§ **Aufgabe A**:
Finde in der weiter unten stehenden Auflistung jede Zeile, die das Wort „gray“ enthält, und gib diese Zeilen unverändert wieder, wobei Groß- und Kleinschreibung zu beachten ist.

§ **Dokumentauszug**:
§

Im Oktober 2012 erklärte Parteichef Heinz-Christian Strache, dass Vermögenssteuern „ungerecht und asozial“ seien. Im September 2013 legte er noch eins drauf, Erbschaftssteuern und Steuern auf Grund und Boden seien gar „marxistisch“.

Im Oktober 2012 erklärte Parteichef Heinz-Christian Strache, dass Vermögenssteuern „ungerecht und asozial“ seien.

Andere Steuern hingegen könnten durchaus angehoben werden. So schlug Barbara Kappel, eine der vier Abgeordneten der FPÖ im EU-Parlament, 2011 gegenüber den Salzburger Nachrichten vor, doch einfach die Mehrwertsteuer um bis zu 2 Prozent zu erhöhen. Damit würden alle Waren und Dienstleistungen in Österreich teurer werden.

Barbara Kappel wurde in der Vergangenheit unter anderem als mögliche Wirtschaftsministerin im Falle einer Regierungsbeteiligung der FPÖ gehandelt. Im Juli 2015 gab es allerdings einen Karriereknick. Ihr Ehemann legte mit Schulden von 1,3 Millionen Euro eine veritable Firmenpleite hin.

Nicht ganz zu Unrecht schrieb der Kurier: „Eine Wirtschaftsexpertin, deren Mann einen Masseverwalter vorgesetzt bekommt, ist kein Aushängeschild.“ Gleichzeitig dürfte Ehemann Joachim Kappel eindeutige ideologische Hintergründe haben. Laut Kurier hielt er unter anderem Anteile an der rechtsextremen Wochenzeitschrift Zur Zeit, herausgegeben vom FPÖ-Ideologen Andreas Mölzer.

Als zentrale Autoren des neuen Wirtschaftsprogramms der FPÖ gelten Manfred Haimbuchner, Landeshauptmann-Stellvertreter in Oberösterreich, sowie die beiden Nationalratsabgeordneten Axel Kassegger und Hubert Fuchs. Kassegger ist Wirtschaftssprecher der Partei, Unternehmer und stellvertretender Aufsichtsratspräsident der Graz Holding. Fuchs ist Finanzsprecher, Steuerrechtsexperte und Lehrbeauftragter, etwa an der Akademie der Wirtschaftstreuhänder oder am FH Campus Wien.

Manfred Haimbuchner gilt als ausgesprochen wirtschaftsliberal und als Querverbinder der FPÖ zur Industriellenvereinigung (IV). In seinem Heimatland Oberösterreich sei die IV bereits Richtung FPÖ gekippt, so die Presse. Ideologisch ist Haimbuchner gleichzeitig ein eindeutiger Vertreter des klassischen Weltbilds der FPÖ.

§

§ **Bereitgestellte Daten**:
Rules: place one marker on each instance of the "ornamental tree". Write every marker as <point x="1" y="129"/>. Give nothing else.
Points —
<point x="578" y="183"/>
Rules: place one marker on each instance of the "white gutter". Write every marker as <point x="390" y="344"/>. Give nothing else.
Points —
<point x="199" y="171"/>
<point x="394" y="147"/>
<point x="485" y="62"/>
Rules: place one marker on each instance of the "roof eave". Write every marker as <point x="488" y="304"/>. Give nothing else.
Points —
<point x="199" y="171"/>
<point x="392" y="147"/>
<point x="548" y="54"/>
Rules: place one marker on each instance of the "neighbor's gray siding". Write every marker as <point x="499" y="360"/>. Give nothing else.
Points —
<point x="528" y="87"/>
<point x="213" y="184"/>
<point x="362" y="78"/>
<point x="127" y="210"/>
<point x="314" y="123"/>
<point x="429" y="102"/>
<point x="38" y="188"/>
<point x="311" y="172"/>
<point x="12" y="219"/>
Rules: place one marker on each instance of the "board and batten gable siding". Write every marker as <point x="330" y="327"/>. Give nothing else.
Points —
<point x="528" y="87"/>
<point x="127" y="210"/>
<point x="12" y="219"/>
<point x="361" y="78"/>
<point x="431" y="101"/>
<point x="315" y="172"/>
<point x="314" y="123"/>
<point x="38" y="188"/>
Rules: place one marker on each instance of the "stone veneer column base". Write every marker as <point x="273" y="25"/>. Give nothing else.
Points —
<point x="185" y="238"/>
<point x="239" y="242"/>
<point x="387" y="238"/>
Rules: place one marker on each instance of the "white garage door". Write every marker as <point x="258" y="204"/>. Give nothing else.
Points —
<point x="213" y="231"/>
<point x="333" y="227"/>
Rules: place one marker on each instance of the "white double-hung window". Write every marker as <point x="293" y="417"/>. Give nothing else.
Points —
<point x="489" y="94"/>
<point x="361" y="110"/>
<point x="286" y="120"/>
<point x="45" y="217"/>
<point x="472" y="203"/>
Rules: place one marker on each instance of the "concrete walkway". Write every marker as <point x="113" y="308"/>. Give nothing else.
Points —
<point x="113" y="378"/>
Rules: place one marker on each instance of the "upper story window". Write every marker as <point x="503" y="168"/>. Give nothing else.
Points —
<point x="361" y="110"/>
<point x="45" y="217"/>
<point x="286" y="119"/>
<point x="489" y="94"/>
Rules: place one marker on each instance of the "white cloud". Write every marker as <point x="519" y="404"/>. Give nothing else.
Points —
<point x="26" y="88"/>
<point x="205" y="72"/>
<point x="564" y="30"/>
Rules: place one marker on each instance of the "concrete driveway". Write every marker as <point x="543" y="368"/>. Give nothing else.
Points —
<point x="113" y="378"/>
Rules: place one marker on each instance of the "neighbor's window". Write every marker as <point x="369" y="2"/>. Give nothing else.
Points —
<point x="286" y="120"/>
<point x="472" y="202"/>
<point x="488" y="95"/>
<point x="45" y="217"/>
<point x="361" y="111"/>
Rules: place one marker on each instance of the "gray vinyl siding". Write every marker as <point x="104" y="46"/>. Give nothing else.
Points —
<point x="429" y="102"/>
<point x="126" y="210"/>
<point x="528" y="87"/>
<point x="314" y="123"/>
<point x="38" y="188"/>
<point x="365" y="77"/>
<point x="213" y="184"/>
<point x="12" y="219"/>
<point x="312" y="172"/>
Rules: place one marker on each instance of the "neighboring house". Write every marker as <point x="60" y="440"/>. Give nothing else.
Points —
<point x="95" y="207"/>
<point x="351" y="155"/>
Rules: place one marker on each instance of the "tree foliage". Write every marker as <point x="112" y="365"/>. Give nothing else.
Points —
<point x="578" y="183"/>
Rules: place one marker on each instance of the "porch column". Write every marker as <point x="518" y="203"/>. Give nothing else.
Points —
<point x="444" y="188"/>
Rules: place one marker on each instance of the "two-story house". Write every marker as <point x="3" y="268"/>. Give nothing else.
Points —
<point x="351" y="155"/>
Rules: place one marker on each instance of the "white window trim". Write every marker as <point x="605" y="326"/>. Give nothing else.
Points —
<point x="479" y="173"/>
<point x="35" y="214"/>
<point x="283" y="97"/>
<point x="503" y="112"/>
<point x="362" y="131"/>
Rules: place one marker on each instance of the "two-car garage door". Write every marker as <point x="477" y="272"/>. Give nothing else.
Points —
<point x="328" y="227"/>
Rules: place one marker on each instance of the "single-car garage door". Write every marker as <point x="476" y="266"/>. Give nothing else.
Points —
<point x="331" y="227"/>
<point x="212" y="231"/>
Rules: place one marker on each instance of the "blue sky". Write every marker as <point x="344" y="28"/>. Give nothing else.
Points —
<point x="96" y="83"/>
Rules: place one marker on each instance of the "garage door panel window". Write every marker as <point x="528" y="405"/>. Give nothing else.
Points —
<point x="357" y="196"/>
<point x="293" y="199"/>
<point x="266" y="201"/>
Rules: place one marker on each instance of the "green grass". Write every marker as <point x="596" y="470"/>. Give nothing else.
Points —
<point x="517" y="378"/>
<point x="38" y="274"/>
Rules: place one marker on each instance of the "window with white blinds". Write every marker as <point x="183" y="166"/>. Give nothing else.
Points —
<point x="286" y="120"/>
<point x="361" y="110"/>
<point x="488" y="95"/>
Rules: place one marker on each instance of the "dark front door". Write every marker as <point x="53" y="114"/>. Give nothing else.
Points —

§

§ **Aufgabe B**:
Nenne das Amt, das Manfred Haimbuchner laut dem Dokumentauszug innehat.

§ **Richtige Antwort A**:
Rules: place one marker on each instance of the "neighbor's gray siding". Write every marker as <point x="499" y="360"/>. Give nothing else.
Rules: place one marker on each instance of the "gray vinyl siding". Write every marker as <point x="104" y="46"/>. Give nothing else.

§ **Richtige Antwort B**:
Er ist Landeshauptmann-Stellvertreter in Oberösterreich.